• [TEKS SUMBER]
Oleh: Muhammad Qamaruddin
Pemandangan di Bandar Seri Begawan |
Dari hasil
pengamatanku, hampir semua orang yang ada di Brunei Darussalam, khususnya
penduduk asli di sana mempunyai kereta (baca: mobil). Paling tidak, satu
kereta untuk satu keluarga. Namun tidak sedikit aku menemukan beberapa
keluarga yang mempunyai kereta untuk setiap anggota keluarga. Dari
kakek, nenek, ayah, ibu, paman, bibi, anak, bahkan cucu mereka pun mempunyai
mobil. Maka aku tidak merasa aneh apabila banyak menemukan halaman rumah yang
luas di sana, karena bisa jadi itu digunakan untuk parkiran mobil.
Berbeda dengan
Indonesia, mungkin mempunyai mobil itu merupakan sebuah identitas dengan label
‘orang kaya’. Hanya segelintir orang yang mempunyai mobil. Selebihnya, motor
menjadi andalan orang Indonesia sebagai alat transportasi. Di Brunei, akan
sangat sulit menemukan motor (di sana disebut motorsikal). Jikapun ada,
maka motorsikal yang berkeliaran hanyalah jenis-jenis motor besar yang harganya
kadang dapat melebihi harga kereta. Seluruh jalan yang ada di Brunei
hampir 90% ‘dilalu lalangi’ oleh kereta. Aku memang menemukan beberapa motor
bebek yang sering dipakai di Indonesia. Tapi mohon maaf, karena motor-motor
tipe ini hanya dipakai oleh pekerja-pekerja rendahan, misalnya pekerja makanan
siap saji.
Hal itu tidak
perlu kita pedulikan. Ini hanyalah masalah perbedaan budaya. Toh aku
juga pernah berpikir, sangat tidak mungkin mengganti seluruh alat transportasi
di Indonesia dengan mobil, dan kemudian menimalisir pemakaian motor. Selain
dari masalah pendapatan penduduk, Indonesia akan terkendala pada permasalahan
jalan yang sering macet. Indonesia sekarang sudah terlalu banyak mempunyai
mobil. Aku lebih setuju apabila Indonesia mengoptimalkan penggunaan alat
transportasi umum. Selain dapat mengurangi polusi udara, hal ini juga dapat
mengurangi kepadatan lalu lintas, karena kendaraan pribadi yang berkeliaran di
jalan akan berkurang.

• [BARIS DATASET]

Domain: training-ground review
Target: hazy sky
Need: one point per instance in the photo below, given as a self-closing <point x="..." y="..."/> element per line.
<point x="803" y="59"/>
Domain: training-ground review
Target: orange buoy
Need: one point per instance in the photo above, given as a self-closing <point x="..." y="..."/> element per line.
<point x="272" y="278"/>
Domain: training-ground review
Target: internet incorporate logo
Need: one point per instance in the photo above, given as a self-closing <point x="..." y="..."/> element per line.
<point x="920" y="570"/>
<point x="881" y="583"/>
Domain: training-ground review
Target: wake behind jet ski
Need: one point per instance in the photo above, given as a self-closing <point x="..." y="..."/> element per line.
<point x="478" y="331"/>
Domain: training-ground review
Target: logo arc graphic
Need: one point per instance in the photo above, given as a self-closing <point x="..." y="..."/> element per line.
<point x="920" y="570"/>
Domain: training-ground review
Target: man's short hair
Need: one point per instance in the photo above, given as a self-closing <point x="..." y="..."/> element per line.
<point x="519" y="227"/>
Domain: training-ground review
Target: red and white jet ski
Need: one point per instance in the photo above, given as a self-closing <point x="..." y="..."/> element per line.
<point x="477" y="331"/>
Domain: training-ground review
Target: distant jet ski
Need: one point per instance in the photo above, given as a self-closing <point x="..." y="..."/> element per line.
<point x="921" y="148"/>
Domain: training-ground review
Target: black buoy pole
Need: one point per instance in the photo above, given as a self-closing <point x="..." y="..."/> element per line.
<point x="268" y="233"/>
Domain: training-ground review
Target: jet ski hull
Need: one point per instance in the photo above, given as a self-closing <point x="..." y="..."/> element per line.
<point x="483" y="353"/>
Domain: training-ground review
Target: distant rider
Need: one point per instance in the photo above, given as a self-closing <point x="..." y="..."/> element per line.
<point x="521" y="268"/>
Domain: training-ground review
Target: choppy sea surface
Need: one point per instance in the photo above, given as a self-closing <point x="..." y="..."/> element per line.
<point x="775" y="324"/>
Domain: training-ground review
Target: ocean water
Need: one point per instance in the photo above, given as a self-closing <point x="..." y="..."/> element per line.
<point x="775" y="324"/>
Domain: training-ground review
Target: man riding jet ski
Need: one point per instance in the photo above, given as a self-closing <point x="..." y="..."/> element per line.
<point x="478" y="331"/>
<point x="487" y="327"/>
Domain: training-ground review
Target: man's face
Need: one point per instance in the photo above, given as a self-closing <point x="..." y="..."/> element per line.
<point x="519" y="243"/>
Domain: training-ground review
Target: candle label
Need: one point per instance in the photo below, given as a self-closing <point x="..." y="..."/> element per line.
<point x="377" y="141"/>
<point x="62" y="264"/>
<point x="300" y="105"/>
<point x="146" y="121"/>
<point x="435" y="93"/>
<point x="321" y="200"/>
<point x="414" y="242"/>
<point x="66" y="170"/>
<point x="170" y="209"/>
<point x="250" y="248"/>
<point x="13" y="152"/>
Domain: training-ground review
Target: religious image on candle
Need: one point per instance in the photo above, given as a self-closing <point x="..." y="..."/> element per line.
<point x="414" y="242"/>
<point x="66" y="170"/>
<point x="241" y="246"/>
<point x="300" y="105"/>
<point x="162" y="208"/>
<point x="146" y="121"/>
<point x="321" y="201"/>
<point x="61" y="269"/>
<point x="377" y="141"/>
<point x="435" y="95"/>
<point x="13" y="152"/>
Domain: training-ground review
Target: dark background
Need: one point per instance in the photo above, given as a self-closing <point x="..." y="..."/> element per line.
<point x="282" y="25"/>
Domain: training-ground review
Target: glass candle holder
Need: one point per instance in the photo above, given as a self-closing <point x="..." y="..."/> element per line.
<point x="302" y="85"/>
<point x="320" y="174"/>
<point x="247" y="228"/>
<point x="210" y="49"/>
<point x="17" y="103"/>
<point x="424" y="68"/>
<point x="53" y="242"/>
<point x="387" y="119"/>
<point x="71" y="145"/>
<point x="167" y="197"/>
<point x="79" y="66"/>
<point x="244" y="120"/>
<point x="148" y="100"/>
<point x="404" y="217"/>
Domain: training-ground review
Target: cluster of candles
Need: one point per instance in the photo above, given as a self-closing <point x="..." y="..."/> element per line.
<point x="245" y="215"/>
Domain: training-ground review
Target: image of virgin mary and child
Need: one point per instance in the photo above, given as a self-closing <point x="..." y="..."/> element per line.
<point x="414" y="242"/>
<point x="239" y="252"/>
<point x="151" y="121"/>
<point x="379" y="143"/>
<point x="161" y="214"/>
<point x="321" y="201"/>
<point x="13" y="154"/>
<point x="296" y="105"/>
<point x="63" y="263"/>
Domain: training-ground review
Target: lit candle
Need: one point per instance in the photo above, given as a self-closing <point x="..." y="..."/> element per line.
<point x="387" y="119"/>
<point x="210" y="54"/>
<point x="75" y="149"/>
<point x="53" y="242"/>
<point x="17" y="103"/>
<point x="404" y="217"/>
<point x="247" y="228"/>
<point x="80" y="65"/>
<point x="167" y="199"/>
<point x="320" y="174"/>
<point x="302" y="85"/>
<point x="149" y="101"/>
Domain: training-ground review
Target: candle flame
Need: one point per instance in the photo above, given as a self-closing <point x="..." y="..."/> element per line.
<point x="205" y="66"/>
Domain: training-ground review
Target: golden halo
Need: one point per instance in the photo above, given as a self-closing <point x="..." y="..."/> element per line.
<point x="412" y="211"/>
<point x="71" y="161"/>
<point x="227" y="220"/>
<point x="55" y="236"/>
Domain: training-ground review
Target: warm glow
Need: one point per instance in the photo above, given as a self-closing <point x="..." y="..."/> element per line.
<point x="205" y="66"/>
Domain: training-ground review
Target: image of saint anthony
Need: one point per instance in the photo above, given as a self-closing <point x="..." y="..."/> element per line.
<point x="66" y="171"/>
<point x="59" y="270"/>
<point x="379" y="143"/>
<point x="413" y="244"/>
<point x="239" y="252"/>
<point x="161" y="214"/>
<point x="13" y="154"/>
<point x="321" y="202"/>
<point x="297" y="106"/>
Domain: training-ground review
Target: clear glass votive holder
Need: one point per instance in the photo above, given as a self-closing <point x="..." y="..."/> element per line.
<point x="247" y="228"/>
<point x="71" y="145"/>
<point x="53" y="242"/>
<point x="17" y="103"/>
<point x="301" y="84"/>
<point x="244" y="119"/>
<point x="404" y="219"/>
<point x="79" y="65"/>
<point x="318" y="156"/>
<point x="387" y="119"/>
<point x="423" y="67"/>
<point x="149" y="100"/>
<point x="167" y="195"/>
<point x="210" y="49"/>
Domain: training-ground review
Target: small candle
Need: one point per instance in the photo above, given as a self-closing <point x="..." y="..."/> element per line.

• [PETUNJUK TUGAS]
A. Menurut teks sumber, apa sebutan untuk motor di Brunei?
B. Temukan semua baris data yang memuat kata "logo", lalu salin setiap baris itu.
Baris-baris data di atas sama sekali tidak berhubungan dengan teks sumber.

• [PEMBAHASAN JAWABAN]
A. Di Brunei, motor disebut motorsikal.

B.
Target: internet incorporate logo
Target: logo arc graphic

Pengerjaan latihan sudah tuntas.